**AÇÃO NECESSÁRIA:** Prossiga o texto sobre o conceito constitucional de renda e a dedutibilidade dos gastos com educação a partir da última frase apresentada.

**TEXTO DA PÁGINA:**
+ + + + + + +
O argumento segundo o qual a eventual declaração de inconstitucionalidade do dispositivo legal implicaria legislar positivamente também é muito empregado, muito embora me parece que, nesse caso, essa linha argumentativa é muito mais um reflexo desses outros argumentos do que efetivamente um fundamento autônomo e suficiente para sustentar a posição referida. Só haveria que se falar em legislador positivo se o direito à dedução dos gastos com dedução, no caso, não decorresse diretamente da interpretação do texto constitucional, o que, por certo, pressupõe adotar uma daquelas três posições acima expostas.

No hemisfério oposto, os argumentos alinhavados relevam tomada de posição quanto aos seguintes pontos abordados neste trabalho: (a) existe um conceito constitucional de renda; (b) esse conceito constitucional é integrado pela necessária dedutibilidade de certas saídas; (c) dentre essas saídas, estão os gastos com educação.

Feito esse breve resumo dos argumentos mais prestigiados sobre o tema, passa-se a expor a nossa posição.

4.3. Nossa posição

Diante das considerações formuladas nos tópicos anteriores, algumas posições já foram firmadas, as quais serão retomadas, de forma muito breve, apenas para auxiliar na construção do raciocínio que fundamenta nossa posição.

Em primeiro lugar, não nos parece razoável defender a inexistência de um conceito constitucional de renda. As palavras empregadas no texto constitucional apontam inescondivelmente para algum sentido, suscitando no intérprete a construção de uma significação. Aparentemente, confundem-se eventuais disputas argumentativas em torno da definição do conceito com a inexistência do próprio conceito  (v. tópico 2.2.).

Diante da interpretação sistemática do texto constitucional, mediante a qual é examinada a noção de renda em conjunto com diversas outras, como patrimônio, receita, capital etc., temos firme convicção, com apoio na lição de José Artur Lima Gonçalves e da doutrina mais abalizada, que esse conceito deve ser compreendido de forma dinâmica, isto é, como um conceito que relaciona certos elementos durante certo período de tempo. Renda, portanto, no sentido que se pode construir a partir do texto constitucional, deve ser entendida como o “(i) saldo positivo resultante do (ii) confronto entre (ii.a) certas entradas e (ii.b) certas saídas, ocorridas ao longo de um (iii) período de tempo” (GONÇALVES, 2002, p. 179).

Essa definição traduz um importante avanço na compreensão do conceito, sobretudo porque, no que interessa mais particularmente para este trabalho, fixa a ideia de que não se estará diante do conceito de renda se não estiver presente o elemento essencial “certas saídas”. A dedutibilidade de certas despesas na formação da base de cálculo do imposto de renda é uma imposição constitucional, haja vista que essa exigência liga-se diretamente ao conceito (constitucional) de renda.

Naturalmente, essa premissa nos leva a rejeitar a posição segundo a qual a regra de dedutibilidade deveria ser vista como um benefício fiscal. Ora, na medida em que o cômputo de certas saídas é parte indissociável do conceito de renda, conceito este de índole constitucional, sobressai necessário reconhecer que a dedutibilidade dessas saídas decorre precisamente da norma constitucional e não da vontade do legislador infraconstitucional.
+ + + + + + +
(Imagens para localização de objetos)
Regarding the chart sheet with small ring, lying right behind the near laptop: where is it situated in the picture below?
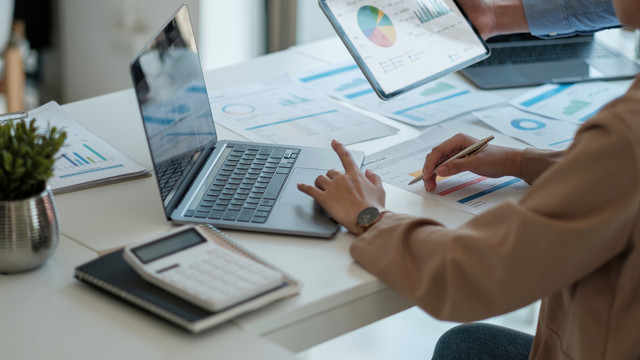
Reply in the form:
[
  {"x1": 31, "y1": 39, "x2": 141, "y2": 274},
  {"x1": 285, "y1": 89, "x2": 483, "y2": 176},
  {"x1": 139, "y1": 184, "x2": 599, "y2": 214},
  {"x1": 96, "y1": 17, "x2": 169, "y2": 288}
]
[{"x1": 209, "y1": 78, "x2": 398, "y2": 147}]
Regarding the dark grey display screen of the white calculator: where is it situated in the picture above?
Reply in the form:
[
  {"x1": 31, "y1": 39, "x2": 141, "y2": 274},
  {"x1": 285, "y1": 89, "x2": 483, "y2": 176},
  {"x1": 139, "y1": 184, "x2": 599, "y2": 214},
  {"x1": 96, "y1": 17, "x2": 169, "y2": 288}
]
[{"x1": 131, "y1": 229, "x2": 206, "y2": 264}]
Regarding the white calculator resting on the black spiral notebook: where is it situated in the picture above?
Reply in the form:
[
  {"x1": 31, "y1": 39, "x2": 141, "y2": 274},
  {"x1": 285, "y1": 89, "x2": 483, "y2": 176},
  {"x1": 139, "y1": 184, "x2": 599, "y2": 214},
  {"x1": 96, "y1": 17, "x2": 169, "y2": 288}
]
[{"x1": 123, "y1": 225, "x2": 284, "y2": 312}]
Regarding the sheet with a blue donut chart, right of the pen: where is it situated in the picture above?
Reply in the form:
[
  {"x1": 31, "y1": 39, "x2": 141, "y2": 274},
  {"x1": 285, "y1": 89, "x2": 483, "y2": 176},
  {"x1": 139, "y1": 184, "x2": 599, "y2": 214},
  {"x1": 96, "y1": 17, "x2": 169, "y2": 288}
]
[{"x1": 473, "y1": 106, "x2": 580, "y2": 150}]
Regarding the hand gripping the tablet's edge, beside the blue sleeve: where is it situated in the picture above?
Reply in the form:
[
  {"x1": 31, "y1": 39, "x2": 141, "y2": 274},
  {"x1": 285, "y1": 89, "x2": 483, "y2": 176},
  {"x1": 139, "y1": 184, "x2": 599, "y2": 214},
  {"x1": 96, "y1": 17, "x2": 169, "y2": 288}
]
[{"x1": 458, "y1": 0, "x2": 529, "y2": 39}]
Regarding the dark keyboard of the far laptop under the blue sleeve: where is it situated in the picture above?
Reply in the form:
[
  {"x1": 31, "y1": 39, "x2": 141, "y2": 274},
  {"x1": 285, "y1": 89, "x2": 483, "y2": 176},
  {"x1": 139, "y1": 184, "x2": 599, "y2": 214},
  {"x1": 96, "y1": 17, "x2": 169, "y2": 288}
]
[{"x1": 473, "y1": 43, "x2": 617, "y2": 66}]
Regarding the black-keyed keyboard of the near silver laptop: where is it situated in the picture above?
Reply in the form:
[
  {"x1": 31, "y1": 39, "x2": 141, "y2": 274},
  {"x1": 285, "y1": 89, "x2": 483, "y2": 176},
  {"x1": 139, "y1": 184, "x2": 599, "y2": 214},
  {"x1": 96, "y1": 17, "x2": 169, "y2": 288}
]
[{"x1": 185, "y1": 144, "x2": 300, "y2": 223}]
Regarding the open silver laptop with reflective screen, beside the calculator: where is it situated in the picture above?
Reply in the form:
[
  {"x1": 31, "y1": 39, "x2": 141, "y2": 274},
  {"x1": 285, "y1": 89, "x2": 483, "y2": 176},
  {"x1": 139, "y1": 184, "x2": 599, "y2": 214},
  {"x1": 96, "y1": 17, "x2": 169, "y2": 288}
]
[{"x1": 130, "y1": 5, "x2": 364, "y2": 238}]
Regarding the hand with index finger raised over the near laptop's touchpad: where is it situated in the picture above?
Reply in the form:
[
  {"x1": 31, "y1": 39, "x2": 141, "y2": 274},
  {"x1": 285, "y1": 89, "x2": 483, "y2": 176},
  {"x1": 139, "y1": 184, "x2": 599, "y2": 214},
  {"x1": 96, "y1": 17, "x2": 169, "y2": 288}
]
[{"x1": 298, "y1": 140, "x2": 385, "y2": 234}]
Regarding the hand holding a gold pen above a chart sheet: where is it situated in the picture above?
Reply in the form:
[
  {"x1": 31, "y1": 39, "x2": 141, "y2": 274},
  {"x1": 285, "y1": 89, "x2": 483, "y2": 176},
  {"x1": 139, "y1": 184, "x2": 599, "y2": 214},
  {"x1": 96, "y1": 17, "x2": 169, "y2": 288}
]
[{"x1": 422, "y1": 134, "x2": 522, "y2": 191}]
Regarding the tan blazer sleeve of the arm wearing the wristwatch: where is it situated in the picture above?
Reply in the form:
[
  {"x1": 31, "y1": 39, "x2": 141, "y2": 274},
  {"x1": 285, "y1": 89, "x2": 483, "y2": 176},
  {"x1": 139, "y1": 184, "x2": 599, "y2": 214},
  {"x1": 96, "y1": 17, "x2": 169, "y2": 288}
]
+ + + + + + +
**RESPOSTA AO EXERCÍCIO:**
Pode-se discutir – e, mais do que isso, dever-se discutir – quais são essas deduções essenciais, decorrentes da própria Constituição e, bem assim, o papel do legislador como intérprete do texto constitucional e participante ativo do processo de ponderação que antecede a edição dos enunciados normativos de sua competência. Mas, indubitavelmente, há que se reconhecer que, assim como renda apresenta um núcleo semântico inegociável, também a noção de “certas saídas” não está à inteira disposição do legislador, o qual deverá respeitar o sentido essencial dessa expressão construído a partir da própria Constituição.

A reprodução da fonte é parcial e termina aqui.